[TEXT SECTION]
+ + + + + + +
One thing this article leaves out is the sky high attrition rates in PhD programs. The grim statistics presented are for the people who actually finish. Overall attrition rates for PhDs in engineering, the best of the bunch, are about 35%. It only gets worse for science and humanities. Keep in mind that attrition rates for elite law or medical schools are generally less than one half of one percent. So it is no exaggeration to say people fail out of elite PhD programs at roughly 100 times the rate for elite professional schools.
It does frustrate me to watch congress base public policy on the notion of a shortage of scientists and engineers when the evidence clearly does not support that assertion.
I'm not sure that all of them fail out. When I got my masters, the prevailing wisdom seemed to be that you had a better chance of being accepted if you applied for a Ph.D. and then quit with a Masters, which is what I did. Also, many of the other posters here decided that the job prospects were terrible and quit.
You are right that "mastering out" is not the same thing as failing out, so I may be overcounting here. Universities do also use the trick of admitting aspiring PhD students as MS students first, so that it doesn't affect their numbers when they fail to enter the doctoral program later. So there is also a possibility of undercounting as well.
I need to think a little more about this, but you're certainly correct in pointing out that it is more complicated that what I wrote - especially in engineering or CS, where an MS makes sense as a terminal degree goal.
It does frustrate me to watch congress base public policy on the notion of a shortage of scientists and engineers when the evidence clearly does not support that assertion.
+ + + + + + +
[INFORMATION SUPPLIED]
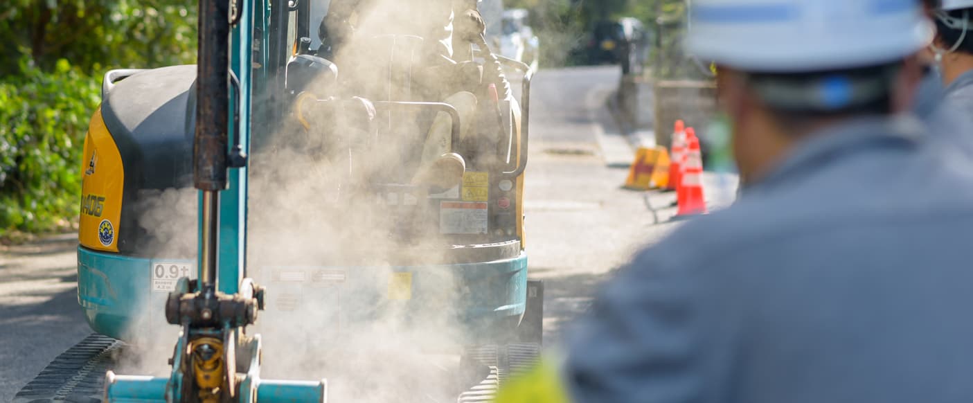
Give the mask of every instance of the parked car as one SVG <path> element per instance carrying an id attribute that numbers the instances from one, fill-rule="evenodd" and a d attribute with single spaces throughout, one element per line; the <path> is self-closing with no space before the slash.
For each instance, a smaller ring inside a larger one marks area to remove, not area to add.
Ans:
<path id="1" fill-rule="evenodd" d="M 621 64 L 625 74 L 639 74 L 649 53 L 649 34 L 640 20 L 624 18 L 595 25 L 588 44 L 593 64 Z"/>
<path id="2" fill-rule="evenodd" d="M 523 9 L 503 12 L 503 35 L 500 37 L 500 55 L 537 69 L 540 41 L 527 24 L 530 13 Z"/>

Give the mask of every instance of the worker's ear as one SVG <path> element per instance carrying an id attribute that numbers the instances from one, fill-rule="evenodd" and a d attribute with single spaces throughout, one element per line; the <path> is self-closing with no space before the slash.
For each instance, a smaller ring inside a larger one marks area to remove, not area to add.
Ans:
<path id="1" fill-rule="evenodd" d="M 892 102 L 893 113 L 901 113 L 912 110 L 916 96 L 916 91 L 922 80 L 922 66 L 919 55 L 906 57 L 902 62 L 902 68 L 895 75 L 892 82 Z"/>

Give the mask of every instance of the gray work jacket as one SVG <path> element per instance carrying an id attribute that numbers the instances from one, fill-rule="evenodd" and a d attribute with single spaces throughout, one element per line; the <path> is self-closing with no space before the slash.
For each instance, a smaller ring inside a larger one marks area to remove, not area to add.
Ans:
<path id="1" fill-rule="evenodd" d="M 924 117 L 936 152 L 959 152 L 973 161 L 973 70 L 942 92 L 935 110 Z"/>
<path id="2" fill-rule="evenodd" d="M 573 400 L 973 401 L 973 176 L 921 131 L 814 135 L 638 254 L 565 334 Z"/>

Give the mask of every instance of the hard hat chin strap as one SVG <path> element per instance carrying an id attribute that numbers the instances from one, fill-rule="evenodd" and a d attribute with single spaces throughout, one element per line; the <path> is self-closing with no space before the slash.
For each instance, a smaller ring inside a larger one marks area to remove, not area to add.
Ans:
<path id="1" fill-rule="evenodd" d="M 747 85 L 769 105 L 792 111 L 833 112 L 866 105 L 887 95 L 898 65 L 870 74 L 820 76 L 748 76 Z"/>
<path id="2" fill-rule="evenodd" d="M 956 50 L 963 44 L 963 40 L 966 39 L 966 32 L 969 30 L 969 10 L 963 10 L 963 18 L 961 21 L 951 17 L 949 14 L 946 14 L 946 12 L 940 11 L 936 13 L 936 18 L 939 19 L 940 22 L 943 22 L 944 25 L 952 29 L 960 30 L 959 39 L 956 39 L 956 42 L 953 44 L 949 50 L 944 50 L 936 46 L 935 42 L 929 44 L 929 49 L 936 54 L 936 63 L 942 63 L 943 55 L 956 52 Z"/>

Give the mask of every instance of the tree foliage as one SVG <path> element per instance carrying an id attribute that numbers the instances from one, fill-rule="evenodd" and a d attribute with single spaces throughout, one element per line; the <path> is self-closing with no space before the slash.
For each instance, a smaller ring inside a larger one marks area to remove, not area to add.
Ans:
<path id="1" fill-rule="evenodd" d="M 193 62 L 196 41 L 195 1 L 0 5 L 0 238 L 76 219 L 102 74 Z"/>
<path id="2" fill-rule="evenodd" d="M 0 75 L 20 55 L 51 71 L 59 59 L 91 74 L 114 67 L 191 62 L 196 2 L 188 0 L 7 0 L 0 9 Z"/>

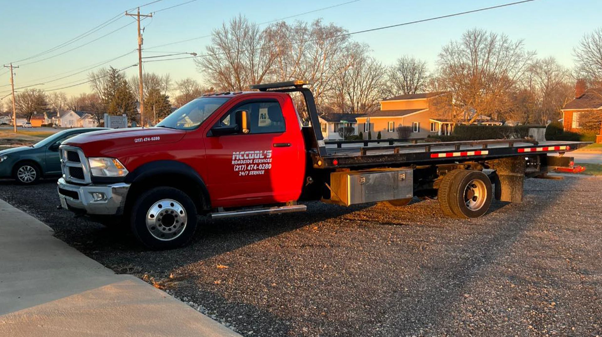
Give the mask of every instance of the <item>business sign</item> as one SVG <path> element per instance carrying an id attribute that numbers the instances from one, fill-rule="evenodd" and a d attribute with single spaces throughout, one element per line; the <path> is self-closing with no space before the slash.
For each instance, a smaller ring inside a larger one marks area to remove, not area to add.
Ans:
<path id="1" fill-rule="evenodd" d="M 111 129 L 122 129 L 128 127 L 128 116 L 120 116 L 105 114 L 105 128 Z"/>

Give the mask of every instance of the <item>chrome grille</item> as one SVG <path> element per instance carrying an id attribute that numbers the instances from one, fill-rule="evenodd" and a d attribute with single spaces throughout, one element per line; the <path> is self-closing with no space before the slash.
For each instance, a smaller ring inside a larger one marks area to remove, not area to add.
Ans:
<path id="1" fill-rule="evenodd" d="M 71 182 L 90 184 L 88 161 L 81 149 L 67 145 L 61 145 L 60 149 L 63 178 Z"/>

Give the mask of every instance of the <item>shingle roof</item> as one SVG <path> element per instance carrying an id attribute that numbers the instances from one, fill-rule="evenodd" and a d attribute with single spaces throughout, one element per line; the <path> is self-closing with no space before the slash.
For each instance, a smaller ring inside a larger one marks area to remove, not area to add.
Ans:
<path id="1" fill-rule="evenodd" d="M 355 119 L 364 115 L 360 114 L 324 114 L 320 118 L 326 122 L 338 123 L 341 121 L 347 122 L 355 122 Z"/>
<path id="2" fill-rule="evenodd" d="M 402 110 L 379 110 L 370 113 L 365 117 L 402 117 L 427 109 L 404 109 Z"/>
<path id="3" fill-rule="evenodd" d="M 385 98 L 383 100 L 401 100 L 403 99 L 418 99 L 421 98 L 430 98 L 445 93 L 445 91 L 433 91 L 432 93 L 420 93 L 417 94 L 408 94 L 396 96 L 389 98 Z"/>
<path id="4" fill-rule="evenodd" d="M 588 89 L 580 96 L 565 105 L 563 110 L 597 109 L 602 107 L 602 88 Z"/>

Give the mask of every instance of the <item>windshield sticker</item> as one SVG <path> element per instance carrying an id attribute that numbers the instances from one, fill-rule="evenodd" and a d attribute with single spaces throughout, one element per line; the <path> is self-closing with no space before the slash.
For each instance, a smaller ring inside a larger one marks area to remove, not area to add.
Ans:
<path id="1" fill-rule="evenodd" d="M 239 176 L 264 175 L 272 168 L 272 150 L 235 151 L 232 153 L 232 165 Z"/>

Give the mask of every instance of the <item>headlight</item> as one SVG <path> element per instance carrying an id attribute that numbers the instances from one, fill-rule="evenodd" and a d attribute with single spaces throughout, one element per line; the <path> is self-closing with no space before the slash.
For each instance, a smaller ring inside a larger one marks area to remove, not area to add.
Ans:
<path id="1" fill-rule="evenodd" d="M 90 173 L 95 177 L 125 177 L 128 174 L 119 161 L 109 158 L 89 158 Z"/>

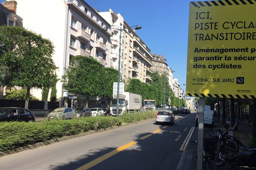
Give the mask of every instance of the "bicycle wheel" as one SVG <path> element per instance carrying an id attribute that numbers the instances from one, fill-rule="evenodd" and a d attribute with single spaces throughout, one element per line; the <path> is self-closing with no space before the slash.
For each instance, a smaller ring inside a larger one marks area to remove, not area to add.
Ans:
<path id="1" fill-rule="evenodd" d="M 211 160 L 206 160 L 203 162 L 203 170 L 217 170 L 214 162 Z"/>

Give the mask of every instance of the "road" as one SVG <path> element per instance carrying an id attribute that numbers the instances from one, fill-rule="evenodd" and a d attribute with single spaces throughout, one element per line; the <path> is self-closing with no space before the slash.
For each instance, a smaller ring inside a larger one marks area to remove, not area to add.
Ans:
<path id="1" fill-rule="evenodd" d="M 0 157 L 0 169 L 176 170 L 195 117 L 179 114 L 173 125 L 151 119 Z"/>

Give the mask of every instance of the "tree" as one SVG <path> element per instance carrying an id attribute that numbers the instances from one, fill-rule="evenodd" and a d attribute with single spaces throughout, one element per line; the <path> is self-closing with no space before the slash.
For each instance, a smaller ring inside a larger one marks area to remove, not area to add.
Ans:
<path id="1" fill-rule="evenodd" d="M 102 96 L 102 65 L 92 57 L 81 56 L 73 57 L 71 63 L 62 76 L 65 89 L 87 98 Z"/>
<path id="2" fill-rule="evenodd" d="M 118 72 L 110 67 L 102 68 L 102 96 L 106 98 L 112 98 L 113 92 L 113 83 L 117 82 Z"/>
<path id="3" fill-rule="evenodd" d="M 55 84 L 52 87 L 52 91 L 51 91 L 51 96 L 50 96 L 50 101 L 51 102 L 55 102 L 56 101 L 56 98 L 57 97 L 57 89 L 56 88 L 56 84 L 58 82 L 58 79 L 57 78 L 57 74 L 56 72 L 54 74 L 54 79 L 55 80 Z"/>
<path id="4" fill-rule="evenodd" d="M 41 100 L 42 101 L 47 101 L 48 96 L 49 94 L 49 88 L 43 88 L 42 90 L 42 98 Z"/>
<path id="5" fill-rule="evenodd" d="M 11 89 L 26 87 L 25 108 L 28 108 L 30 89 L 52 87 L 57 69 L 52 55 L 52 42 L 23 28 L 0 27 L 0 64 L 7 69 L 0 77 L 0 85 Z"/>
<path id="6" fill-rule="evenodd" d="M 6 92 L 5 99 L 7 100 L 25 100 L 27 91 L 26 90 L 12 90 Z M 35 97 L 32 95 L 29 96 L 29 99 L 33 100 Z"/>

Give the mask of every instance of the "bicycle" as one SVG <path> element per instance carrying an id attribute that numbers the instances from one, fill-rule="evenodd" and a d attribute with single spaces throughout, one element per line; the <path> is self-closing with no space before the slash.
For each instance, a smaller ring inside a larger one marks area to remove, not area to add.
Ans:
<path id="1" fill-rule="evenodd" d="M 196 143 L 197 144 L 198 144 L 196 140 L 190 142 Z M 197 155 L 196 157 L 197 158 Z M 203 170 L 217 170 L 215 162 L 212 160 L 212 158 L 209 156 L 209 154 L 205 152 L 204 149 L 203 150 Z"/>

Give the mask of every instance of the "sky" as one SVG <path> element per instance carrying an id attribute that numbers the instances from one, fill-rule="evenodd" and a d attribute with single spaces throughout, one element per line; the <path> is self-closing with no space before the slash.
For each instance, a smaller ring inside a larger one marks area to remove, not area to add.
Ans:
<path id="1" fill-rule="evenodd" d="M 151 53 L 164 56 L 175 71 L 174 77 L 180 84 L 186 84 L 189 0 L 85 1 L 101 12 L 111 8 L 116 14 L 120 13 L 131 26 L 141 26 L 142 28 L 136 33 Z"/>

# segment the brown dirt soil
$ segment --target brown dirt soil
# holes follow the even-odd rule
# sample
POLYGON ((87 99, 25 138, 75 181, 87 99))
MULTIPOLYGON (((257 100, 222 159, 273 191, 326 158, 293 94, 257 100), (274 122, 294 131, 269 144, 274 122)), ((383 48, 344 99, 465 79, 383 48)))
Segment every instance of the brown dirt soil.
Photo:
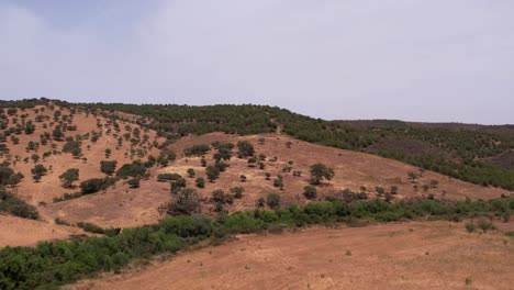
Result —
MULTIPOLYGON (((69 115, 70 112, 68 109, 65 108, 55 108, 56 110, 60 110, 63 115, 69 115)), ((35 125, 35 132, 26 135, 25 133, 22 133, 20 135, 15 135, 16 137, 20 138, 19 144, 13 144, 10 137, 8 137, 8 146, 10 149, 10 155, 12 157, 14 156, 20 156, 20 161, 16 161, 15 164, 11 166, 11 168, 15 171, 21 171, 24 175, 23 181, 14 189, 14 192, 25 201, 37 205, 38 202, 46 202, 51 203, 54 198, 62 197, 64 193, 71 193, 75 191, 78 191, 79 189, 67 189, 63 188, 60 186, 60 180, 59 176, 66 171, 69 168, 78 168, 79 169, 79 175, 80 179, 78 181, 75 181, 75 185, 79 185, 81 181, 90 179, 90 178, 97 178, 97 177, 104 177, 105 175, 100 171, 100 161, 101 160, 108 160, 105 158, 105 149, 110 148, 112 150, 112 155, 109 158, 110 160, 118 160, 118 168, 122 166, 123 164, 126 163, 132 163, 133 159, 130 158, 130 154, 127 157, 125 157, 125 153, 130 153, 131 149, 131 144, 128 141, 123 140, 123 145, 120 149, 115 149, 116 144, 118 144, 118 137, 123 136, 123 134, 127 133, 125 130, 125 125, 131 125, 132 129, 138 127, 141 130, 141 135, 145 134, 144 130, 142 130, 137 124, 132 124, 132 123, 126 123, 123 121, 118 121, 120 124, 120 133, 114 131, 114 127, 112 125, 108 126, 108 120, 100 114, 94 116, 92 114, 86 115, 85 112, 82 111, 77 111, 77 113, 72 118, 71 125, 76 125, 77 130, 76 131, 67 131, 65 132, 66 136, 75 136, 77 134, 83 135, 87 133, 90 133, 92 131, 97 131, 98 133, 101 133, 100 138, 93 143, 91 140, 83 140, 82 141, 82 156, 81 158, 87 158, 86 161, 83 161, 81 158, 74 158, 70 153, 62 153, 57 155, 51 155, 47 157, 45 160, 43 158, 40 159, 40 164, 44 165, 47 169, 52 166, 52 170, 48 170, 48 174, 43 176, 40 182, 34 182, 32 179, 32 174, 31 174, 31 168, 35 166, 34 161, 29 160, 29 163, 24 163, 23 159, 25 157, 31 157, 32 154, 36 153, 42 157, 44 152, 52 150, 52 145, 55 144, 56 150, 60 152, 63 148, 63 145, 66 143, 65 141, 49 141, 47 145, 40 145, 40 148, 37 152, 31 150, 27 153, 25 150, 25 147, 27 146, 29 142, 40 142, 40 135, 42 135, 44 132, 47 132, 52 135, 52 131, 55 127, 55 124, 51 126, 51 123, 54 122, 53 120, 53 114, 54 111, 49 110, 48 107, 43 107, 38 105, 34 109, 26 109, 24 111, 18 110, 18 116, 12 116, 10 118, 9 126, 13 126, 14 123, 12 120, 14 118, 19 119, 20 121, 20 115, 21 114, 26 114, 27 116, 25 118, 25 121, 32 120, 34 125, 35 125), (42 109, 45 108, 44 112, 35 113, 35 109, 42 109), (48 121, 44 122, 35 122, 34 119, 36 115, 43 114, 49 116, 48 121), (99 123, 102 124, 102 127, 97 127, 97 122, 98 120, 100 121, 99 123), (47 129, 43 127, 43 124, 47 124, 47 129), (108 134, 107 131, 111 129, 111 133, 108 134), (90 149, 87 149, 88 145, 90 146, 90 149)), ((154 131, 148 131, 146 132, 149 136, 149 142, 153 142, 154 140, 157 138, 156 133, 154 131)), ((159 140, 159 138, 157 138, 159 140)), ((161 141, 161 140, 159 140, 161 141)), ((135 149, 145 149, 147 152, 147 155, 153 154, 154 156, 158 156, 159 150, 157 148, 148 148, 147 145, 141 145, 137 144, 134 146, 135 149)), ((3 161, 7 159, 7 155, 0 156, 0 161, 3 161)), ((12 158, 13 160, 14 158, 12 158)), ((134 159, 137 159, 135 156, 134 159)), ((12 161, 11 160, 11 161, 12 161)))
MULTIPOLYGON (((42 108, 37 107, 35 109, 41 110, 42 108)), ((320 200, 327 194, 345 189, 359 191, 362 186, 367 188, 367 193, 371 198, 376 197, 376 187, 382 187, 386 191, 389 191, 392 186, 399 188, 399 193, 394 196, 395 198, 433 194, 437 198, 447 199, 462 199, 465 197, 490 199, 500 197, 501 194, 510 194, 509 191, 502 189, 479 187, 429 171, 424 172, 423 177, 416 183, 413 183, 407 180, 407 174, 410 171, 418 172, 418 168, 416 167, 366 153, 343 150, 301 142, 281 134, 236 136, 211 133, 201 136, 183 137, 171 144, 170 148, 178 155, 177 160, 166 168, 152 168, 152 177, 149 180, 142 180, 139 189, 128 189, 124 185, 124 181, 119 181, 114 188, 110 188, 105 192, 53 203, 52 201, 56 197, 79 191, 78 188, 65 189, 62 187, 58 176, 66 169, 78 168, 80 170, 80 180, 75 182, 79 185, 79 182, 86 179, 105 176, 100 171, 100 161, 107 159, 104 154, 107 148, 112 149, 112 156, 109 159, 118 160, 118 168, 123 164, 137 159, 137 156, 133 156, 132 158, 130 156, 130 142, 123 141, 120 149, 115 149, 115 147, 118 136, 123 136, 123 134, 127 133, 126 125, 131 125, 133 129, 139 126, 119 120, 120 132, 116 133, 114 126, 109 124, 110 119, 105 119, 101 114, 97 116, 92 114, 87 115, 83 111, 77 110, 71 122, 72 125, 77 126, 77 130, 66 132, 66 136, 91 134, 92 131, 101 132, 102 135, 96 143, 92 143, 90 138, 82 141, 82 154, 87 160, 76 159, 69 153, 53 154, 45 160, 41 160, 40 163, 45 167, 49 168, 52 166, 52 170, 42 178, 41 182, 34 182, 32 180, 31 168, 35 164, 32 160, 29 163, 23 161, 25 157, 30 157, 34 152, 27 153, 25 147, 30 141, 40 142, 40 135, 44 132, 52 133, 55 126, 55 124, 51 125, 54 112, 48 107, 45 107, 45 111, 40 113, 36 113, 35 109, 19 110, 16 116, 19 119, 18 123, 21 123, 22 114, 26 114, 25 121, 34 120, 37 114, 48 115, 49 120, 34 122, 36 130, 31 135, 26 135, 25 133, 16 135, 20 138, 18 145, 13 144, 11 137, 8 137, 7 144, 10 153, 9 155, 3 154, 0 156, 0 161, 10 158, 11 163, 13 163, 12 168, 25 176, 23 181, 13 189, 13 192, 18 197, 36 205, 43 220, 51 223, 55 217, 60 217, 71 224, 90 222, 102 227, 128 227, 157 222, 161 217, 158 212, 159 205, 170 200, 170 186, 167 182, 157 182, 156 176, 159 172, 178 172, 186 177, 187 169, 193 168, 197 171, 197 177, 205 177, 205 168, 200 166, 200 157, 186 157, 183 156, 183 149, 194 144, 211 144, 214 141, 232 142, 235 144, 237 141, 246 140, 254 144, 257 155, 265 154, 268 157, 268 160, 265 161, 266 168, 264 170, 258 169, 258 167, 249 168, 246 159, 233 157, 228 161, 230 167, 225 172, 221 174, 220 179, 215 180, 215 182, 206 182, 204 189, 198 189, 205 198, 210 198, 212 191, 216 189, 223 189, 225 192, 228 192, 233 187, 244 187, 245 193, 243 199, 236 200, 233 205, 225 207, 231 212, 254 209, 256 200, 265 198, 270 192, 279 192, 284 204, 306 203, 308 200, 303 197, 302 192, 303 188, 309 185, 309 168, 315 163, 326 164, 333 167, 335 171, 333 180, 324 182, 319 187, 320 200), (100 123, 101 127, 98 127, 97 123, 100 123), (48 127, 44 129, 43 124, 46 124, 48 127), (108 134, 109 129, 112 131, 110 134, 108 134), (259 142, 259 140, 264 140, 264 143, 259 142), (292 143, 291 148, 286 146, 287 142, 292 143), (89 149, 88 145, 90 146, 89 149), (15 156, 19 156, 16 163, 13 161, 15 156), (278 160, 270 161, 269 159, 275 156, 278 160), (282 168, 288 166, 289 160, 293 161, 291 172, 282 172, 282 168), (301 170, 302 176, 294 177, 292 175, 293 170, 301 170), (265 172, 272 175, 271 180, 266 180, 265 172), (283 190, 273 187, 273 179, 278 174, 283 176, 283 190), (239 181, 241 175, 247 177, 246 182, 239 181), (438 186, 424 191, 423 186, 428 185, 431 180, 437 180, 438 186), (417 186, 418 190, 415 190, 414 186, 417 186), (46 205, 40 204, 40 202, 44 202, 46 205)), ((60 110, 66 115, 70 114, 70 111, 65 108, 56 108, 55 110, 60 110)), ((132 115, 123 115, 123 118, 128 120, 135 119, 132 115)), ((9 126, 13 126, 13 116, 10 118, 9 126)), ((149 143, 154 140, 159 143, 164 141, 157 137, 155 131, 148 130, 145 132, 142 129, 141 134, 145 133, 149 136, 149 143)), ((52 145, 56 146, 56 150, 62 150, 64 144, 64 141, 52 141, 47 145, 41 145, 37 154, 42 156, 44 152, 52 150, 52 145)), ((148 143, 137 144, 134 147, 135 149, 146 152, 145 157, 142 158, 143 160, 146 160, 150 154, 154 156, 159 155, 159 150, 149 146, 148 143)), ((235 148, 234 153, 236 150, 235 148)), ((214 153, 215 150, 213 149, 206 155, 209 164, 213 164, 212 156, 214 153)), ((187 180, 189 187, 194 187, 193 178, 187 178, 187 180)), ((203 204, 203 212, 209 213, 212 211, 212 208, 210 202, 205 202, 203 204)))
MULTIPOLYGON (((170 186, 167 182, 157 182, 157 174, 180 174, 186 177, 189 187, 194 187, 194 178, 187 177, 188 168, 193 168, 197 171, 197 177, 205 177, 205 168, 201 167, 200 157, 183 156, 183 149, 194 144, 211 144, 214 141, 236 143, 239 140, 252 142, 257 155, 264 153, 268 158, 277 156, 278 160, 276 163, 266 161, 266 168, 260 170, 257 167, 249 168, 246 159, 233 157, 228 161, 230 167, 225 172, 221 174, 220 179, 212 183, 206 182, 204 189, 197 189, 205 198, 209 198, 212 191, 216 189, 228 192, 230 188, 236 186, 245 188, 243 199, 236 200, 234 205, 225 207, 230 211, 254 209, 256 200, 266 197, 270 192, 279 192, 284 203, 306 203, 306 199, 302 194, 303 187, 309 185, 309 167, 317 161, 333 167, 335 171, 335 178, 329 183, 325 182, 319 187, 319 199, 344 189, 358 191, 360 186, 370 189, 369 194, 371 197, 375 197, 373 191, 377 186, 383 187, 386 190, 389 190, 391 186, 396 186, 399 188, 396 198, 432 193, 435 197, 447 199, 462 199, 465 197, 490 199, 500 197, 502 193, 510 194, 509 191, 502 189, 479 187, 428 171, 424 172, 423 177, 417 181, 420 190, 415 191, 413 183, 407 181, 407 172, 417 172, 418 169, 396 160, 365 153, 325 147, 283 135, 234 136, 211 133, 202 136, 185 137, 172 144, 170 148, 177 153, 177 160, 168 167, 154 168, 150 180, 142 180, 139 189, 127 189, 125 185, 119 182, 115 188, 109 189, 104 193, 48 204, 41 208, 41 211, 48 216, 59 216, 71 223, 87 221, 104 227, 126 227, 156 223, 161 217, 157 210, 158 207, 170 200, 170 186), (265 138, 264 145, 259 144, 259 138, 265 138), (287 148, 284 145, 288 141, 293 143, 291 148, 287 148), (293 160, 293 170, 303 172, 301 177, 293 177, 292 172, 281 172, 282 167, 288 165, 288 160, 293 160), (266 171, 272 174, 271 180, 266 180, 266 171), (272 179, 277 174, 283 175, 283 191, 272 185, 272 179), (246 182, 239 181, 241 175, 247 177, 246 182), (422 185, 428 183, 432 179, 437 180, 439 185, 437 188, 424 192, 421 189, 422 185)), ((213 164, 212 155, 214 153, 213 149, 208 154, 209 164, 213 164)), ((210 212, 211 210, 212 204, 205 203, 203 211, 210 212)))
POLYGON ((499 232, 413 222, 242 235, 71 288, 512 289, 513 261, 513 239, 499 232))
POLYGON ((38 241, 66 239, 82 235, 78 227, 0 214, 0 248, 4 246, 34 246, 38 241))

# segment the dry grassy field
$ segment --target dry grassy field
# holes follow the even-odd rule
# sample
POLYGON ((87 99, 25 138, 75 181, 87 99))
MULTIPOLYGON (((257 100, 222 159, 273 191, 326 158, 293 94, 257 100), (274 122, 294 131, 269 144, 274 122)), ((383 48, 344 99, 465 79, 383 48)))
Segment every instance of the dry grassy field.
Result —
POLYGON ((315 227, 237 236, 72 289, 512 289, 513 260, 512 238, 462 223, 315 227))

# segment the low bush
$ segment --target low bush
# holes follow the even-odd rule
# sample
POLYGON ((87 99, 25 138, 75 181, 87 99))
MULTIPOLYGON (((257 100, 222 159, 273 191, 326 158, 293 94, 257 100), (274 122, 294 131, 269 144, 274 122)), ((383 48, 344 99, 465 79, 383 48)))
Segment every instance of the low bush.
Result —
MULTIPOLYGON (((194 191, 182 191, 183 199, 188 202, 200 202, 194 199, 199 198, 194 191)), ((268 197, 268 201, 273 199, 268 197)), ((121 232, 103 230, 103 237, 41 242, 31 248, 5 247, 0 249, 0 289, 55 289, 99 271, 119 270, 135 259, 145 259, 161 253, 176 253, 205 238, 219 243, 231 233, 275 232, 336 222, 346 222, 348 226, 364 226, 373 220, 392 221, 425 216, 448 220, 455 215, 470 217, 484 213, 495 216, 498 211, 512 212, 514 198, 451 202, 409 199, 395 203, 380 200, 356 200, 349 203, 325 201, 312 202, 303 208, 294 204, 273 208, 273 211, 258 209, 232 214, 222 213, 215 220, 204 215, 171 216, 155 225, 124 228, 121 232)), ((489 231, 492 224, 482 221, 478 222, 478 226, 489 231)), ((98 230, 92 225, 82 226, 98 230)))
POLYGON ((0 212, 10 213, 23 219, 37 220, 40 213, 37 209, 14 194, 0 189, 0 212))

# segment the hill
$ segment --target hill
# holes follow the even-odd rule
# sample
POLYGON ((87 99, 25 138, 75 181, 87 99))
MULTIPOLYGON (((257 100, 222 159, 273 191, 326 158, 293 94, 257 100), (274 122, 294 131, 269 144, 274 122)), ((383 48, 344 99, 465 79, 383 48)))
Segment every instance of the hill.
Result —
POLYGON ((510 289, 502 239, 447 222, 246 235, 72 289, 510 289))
+ + + + + + +
[PROBLEM DETAILS] List every academic field that the thread names, including fields mentioned as types of schools. Rely only on the thread for everything that follows.

[ANSWER BOX]
- Engineering
- Science
- Humanities
- Law
- Medicine
- CS